Framers have been chatting about how they are pricing CMCs in their own operation. Seems there has been no real formula or structure to use there either. It seems that CMC pricing has been established by a number of different methods including traditional manual mat cutting pricing; pricing by shop time; pricing by window opening; pricing by the corner; or as will be suggested here, a new to better fit the new technology.

Charging based on hourly shop time by including selling/design time + layout time is an option but often difficult to estimate on elaborate layouts, like the Asian Lattice sample. Charging by number of openings doesn't address the variability of rectangular designs being much simpler to cut than a decorative keyhole corner. The keyhole should obviously price more, but what about a double offset, or cathedral arch? Too many variations are possible, and there are still elements missing, like the cost of the materials used, design time, overhead, and profits.

Charging by the number of corners might be the ticket, or at least going in the right direction. But with this formula at $.50 per corner the featured Asian Lattice double mat with 1312 corner double mat design would sell for over $600. By calculating prices this way the difficulty of a decorative opening will be addressed as well as the additional corner cut charges on a leased machine, but you might not sell many.

Pricing per Goltz

I recently discussed CMC pricing with Jay Goltz, industry pricing expert. We recognized and agreed the traditional mat pricing structures no longer work when applied to CMC use. You can't use old mat pricing, not even by adjusting old mat pricing, but rather we need to establish a new pricing structure. One that better fits the new cutter, new technology, new thinking, new design potential which all equals a new pricing structure altogether. The new CMC machine has to be fed to pay for itself and that only happens by running designs through it. The more unusual, the more involved, the more technological, the more twenty-first century, the more will be sold and the more profits there will be.

■ ■ ■ ■ ■ ■ ■

**Aim:** Rewrite the part of the CMC pricing article that opens with the words "Framers have been" and closes with "the new technology.", replacing "Framers" with "Picture framers".

■ ■ ■ ■ ■ ■ ■

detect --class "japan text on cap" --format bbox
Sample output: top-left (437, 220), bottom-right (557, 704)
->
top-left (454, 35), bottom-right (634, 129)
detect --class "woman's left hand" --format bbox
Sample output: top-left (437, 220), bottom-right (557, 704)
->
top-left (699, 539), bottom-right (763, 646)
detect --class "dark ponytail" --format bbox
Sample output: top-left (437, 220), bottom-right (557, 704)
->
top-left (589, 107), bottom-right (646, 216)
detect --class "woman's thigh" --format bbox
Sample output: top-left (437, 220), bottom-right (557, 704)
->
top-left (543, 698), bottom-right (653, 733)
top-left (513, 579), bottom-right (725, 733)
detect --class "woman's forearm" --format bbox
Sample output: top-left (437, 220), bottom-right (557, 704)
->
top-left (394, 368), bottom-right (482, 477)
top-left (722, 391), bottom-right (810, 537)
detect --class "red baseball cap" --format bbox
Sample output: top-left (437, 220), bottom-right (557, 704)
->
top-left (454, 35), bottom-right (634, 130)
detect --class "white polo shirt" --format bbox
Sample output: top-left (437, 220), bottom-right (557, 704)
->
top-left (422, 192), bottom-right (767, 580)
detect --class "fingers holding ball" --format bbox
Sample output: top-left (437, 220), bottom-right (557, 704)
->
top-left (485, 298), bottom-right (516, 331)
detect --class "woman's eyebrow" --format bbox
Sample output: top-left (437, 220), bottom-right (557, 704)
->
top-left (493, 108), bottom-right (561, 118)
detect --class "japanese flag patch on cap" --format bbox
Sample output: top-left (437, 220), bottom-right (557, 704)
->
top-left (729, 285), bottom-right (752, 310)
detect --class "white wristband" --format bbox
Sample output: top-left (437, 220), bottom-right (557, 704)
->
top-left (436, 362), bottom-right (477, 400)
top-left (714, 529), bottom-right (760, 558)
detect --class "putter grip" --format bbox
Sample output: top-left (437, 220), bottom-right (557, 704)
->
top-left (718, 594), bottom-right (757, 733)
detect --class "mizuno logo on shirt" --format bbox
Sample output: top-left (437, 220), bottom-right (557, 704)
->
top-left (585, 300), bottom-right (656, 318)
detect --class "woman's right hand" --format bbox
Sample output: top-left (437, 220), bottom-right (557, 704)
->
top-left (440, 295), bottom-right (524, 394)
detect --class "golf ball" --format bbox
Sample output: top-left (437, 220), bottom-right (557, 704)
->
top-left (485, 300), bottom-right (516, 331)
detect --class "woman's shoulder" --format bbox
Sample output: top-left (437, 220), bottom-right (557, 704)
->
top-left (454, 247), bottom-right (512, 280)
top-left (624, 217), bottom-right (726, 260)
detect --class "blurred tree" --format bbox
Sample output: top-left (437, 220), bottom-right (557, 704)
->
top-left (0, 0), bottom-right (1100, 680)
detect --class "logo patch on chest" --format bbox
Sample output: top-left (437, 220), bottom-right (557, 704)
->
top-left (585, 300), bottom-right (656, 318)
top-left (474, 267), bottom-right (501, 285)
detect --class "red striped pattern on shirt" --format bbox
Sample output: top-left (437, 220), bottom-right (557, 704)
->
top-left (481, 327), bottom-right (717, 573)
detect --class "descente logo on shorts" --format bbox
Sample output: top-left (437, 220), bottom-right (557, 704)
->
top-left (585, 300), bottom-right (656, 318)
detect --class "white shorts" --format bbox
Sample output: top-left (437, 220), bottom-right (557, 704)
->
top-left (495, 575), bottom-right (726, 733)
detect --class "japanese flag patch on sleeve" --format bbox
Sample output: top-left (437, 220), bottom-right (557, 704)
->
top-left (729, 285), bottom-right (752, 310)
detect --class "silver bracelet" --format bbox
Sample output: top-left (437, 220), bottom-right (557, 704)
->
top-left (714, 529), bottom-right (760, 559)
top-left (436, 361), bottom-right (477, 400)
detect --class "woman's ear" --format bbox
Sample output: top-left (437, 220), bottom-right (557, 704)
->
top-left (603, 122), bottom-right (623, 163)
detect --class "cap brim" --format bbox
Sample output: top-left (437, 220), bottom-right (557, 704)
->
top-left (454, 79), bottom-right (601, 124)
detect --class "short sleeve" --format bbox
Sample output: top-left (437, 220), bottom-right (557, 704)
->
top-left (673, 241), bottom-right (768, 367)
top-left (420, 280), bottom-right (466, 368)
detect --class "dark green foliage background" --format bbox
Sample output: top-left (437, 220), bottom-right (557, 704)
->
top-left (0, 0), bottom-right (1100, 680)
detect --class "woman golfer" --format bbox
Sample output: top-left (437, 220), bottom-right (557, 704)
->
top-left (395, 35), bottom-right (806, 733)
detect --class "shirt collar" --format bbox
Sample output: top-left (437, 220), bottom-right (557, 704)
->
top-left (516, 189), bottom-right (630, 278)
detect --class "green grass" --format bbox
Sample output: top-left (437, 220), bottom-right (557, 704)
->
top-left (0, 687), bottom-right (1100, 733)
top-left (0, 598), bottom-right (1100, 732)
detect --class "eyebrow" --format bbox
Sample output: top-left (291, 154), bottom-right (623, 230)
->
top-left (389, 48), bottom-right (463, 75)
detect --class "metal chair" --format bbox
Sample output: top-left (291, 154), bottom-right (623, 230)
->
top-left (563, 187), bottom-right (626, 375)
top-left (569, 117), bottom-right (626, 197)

■ ■ ■ ■ ■ ■ ■

**Final answer:**
Picture framers have been chatting about how they are pricing CMCs in their own operation. Seems there has been no real formula or structure to use there either. It seems that CMC pricing has been established by a number of different methods including traditional manual mat cutting pricing; pricing by shop time; pricing by window opening; pricing by the corner; or as will be suggested here, a new to better fit the new technology.